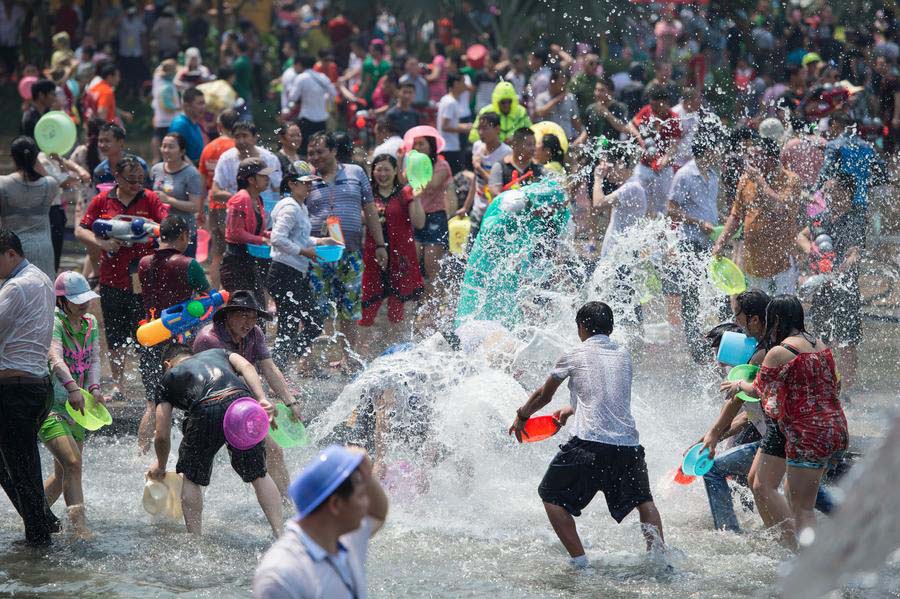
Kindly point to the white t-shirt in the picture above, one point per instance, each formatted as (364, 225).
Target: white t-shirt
(630, 206)
(313, 90)
(599, 373)
(448, 108)
(487, 162)
(688, 123)
(288, 80)
(296, 567)
(388, 146)
(227, 166)
(130, 31)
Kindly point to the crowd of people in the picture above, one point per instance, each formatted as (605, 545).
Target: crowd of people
(635, 128)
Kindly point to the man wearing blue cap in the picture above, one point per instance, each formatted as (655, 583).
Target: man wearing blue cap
(322, 553)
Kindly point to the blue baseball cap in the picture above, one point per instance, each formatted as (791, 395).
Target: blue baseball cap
(325, 473)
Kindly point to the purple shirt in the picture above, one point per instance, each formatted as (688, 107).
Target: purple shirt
(253, 348)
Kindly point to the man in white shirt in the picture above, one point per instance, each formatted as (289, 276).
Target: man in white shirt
(225, 178)
(688, 111)
(486, 152)
(692, 204)
(604, 453)
(449, 114)
(312, 92)
(27, 304)
(288, 79)
(322, 553)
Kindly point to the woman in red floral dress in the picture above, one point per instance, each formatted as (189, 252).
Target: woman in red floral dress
(798, 387)
(400, 211)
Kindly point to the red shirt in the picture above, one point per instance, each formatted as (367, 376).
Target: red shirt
(105, 100)
(208, 160)
(663, 132)
(116, 269)
(244, 221)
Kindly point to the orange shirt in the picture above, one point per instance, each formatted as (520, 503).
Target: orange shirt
(106, 100)
(208, 160)
(770, 226)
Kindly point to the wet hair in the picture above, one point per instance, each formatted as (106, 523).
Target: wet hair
(24, 152)
(386, 124)
(62, 303)
(247, 126)
(626, 153)
(740, 134)
(343, 491)
(116, 131)
(343, 146)
(172, 227)
(660, 92)
(228, 118)
(771, 148)
(324, 136)
(596, 318)
(10, 241)
(521, 133)
(753, 302)
(190, 95)
(385, 158)
(714, 335)
(106, 69)
(42, 87)
(172, 350)
(784, 314)
(179, 139)
(225, 73)
(554, 147)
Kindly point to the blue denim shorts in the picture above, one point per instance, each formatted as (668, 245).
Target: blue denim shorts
(435, 231)
(812, 465)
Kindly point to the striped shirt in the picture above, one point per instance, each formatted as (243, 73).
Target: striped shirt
(343, 198)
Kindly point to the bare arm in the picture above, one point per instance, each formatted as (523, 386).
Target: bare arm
(416, 213)
(248, 372)
(219, 194)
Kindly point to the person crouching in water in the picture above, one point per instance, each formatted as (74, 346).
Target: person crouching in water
(604, 453)
(75, 364)
(204, 386)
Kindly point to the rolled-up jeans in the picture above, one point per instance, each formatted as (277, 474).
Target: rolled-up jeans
(736, 462)
(24, 404)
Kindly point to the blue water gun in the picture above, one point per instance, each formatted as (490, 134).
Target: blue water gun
(125, 228)
(181, 318)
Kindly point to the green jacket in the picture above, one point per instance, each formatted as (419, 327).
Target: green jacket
(516, 119)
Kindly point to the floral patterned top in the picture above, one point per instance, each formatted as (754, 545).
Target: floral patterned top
(802, 398)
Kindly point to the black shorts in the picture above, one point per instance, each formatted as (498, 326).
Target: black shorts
(581, 468)
(204, 437)
(122, 313)
(435, 231)
(773, 441)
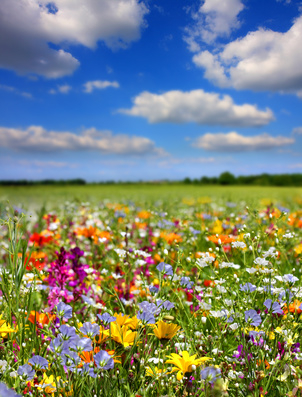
★ ★ ★ ★ ★ ★ ★
_PROBLEM TO WORK ON_: Please give an exact copy of the lines above, beginning with the line containing "Kindly point to the orange" and running through the line containing "Kindly point to the wet", and of no other lines.

_ANSWER SECTION_:
Kindly point to the orange shirt in the picture above, one point per instance, each formatted as (520, 503).
Target: orange shirt
(106, 100)
(208, 160)
(770, 226)
Kindly point to the wet hair in the picture above, one point per instance, each formatted as (106, 523).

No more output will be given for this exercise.